■ Текстовый фрагмент:
Наконец, 22 апреля, в день моего отлета в Вашингтон, на сайте появились скромные позитивные новости. Министр обороны России Сергей Шойгу объявил, что некоторые военные учения в регионах рядом с Украиной сворачиваются и часть развернутых войск вернется в свои гарнизоны к 1 мая. Это был положительный знак, но не повод считать, что риск дальнейшего вторжения в Украину значительно уменьшился. Нам нужно было подождать и посмотреть, какие войска, техника и материальные средства были выведены и что осталось в Крыму и на юго-западе России, прежде чем делать какие-либо выводы о планах России в отношении своего соседа на западе.

■ Задание 1:
Перечислите все виды сил и средств, вывод которых, согласно фрагменту о военных учениях, предстояло дождаться и оценить.
■ Задание 2:
К какой дате, согласно фрагменту о военных учениях, часть развернутых войск должна была вернуться в гарнизоны?
■ Задание 3:
Продолжите фрагмент о сворачивании военных учений вблизи Украины, начиная сразу после его последнего предложения.

■ Представленные данные:
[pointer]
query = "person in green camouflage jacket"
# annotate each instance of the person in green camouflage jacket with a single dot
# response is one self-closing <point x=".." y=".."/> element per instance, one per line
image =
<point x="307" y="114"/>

■ Ответ на задание 1:
Войска, техника, материальные средства.

■ Ответ на задание 2:
К 1 мая.

■ Ответ на задание 3:
Как оказалось, ждать пришлось недолго. Среди первых встреч, которые я назначил по возвращении в Вашингтон, была встреча в Пентагоне 3 мая. Я встретился с министром обороны Ллойдом Остином, с которым раньше не был знаком лично. Хотя у него была сдержанная манера, министр очень заинтересовался моим мнением из Москвы о том, что думает Кремль по поводу Украины и контроля над вооружениями. Я отдельно побеседовал с моим другом председателем Милли. Предварительная оценка последних событий на границах Украины не была позитивной. Россия отправила всего несколько тысяч военнослужащих обратно в свои гарнизоны, а 5 мая вблизи Украины оставалось восемьдесят тысяч военнослужащих. Это было чрезвычайно много - не достаточно для немедленного полномасштабного вторжения в Украину, но огромно по историческим меркам, и даже многие из выведенных войск оставили грузовики и бронетехнику. Еще большее беспокойство вызывала созданная инфраструктура, особенно в Крыму: склады топлива и оружия, полевые госпитали и станции связи.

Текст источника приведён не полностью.